[Pointing dataset records]
·····
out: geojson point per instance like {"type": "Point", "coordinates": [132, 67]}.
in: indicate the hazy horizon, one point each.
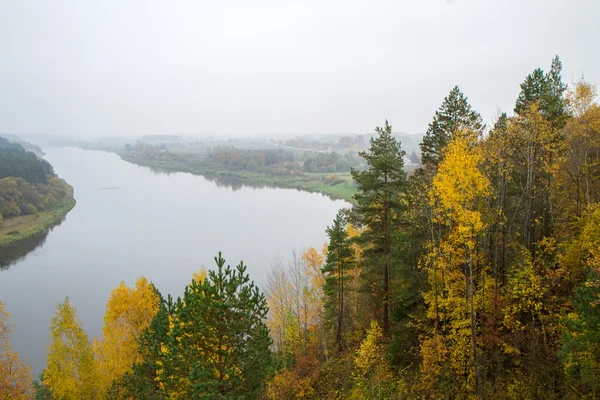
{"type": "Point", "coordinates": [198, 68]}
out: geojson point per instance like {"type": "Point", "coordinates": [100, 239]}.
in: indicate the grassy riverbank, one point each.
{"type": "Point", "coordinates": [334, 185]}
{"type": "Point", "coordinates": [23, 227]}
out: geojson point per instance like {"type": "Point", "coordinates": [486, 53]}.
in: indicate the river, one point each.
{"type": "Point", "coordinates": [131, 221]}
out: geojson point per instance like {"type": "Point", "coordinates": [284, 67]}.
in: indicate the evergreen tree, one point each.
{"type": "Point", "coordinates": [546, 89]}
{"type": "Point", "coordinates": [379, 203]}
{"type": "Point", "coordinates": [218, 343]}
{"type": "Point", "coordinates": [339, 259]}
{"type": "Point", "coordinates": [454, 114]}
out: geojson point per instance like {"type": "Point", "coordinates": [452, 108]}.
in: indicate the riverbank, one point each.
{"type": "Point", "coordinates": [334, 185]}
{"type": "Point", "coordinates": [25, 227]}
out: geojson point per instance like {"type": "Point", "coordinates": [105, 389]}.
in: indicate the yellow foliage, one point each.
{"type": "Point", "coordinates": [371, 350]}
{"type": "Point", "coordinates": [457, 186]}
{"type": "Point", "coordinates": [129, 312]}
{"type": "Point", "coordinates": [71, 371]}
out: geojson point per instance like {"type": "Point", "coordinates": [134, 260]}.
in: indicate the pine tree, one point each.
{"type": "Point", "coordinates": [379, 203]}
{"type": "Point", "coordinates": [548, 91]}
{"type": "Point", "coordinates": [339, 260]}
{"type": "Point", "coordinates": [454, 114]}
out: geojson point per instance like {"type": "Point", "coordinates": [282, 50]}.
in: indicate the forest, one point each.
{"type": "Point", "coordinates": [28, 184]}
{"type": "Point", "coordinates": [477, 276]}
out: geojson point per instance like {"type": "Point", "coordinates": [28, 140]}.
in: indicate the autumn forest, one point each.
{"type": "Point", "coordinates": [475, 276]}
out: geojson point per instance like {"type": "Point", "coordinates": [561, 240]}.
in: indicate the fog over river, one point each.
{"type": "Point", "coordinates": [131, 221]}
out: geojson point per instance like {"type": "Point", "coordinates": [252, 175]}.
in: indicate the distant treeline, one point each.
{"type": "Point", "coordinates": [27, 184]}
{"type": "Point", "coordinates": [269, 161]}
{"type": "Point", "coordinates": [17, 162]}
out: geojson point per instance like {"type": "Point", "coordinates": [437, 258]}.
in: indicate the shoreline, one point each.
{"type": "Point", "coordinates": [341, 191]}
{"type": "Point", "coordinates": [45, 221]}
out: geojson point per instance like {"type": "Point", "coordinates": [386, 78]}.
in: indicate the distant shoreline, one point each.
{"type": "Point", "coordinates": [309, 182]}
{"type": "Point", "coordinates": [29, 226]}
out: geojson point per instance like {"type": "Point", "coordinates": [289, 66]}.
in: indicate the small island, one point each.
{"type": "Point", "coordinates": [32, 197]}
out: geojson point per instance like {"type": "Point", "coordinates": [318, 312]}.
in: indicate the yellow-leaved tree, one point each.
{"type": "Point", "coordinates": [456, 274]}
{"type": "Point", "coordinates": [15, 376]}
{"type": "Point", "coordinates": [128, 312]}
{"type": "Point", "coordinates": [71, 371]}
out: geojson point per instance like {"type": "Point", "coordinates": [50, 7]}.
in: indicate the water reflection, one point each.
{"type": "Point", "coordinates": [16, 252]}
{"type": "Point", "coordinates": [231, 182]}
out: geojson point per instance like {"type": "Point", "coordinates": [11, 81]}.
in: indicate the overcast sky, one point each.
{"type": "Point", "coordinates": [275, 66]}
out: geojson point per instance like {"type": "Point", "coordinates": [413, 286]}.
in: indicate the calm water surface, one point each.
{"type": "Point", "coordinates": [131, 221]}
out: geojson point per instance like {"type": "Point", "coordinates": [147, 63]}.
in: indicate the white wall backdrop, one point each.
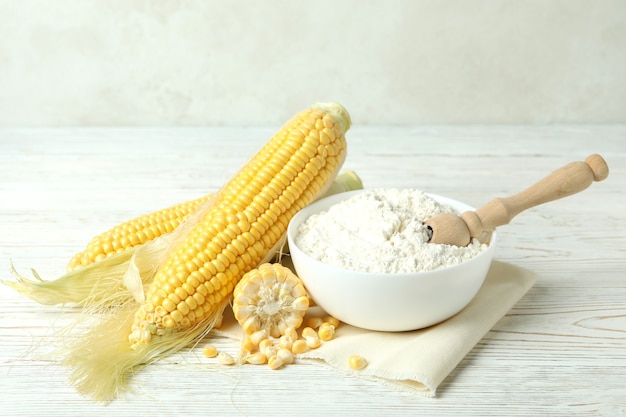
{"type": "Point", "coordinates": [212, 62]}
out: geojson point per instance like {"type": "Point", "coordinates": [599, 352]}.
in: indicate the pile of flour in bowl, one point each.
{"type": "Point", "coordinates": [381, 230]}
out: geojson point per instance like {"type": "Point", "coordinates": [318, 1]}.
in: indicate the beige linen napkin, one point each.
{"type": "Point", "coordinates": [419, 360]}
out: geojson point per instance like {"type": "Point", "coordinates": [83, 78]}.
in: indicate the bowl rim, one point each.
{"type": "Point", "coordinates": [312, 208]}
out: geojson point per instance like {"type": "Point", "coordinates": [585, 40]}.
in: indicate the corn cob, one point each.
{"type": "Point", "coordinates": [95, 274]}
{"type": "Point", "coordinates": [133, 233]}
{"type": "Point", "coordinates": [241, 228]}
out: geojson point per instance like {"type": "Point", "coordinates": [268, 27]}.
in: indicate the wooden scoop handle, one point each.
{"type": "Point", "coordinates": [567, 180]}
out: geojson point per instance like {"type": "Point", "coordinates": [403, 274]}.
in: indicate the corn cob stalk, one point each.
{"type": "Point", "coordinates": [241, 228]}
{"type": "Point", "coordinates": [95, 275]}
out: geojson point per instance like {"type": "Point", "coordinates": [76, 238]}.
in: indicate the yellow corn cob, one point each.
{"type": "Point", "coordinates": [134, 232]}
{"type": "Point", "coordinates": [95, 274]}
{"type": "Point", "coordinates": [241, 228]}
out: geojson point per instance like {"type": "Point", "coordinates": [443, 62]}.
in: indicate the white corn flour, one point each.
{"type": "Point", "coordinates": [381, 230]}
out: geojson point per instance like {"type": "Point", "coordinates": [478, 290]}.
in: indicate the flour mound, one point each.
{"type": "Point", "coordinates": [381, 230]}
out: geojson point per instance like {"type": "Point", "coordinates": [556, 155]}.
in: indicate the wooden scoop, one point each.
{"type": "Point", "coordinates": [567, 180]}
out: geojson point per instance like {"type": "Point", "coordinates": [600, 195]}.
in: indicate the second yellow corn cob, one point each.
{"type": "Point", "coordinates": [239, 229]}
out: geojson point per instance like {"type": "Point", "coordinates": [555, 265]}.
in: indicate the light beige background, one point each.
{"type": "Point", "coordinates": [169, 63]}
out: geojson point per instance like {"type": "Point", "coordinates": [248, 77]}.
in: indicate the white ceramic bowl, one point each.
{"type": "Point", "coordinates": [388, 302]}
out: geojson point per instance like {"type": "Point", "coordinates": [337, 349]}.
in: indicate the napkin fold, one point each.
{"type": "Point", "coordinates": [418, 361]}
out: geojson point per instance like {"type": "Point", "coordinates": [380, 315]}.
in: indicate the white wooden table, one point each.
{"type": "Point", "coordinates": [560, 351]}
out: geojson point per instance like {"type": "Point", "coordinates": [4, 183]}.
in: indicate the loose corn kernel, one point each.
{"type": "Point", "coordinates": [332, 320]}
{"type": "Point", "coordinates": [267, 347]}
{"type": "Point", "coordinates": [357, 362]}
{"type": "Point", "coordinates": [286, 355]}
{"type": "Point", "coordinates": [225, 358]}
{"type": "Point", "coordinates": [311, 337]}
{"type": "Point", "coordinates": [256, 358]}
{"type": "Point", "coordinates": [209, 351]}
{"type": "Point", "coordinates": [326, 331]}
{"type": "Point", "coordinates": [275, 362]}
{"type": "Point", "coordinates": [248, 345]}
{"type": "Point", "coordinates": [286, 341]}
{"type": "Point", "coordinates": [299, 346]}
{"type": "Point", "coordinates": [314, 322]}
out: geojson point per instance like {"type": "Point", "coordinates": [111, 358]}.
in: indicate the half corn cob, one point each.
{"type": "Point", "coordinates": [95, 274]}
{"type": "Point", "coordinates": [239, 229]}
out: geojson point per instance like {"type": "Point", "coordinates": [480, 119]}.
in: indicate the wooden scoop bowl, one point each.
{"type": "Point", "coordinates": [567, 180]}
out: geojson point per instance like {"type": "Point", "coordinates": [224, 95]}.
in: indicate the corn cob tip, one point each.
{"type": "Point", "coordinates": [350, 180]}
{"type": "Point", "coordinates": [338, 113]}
·····
- [Goal of the exercise] Select every line in the listing above that contains the word "forest" and copy each one out.

- [Written response]
in: indicate the forest, one point each.
in: indicate the autumn forest, one point each.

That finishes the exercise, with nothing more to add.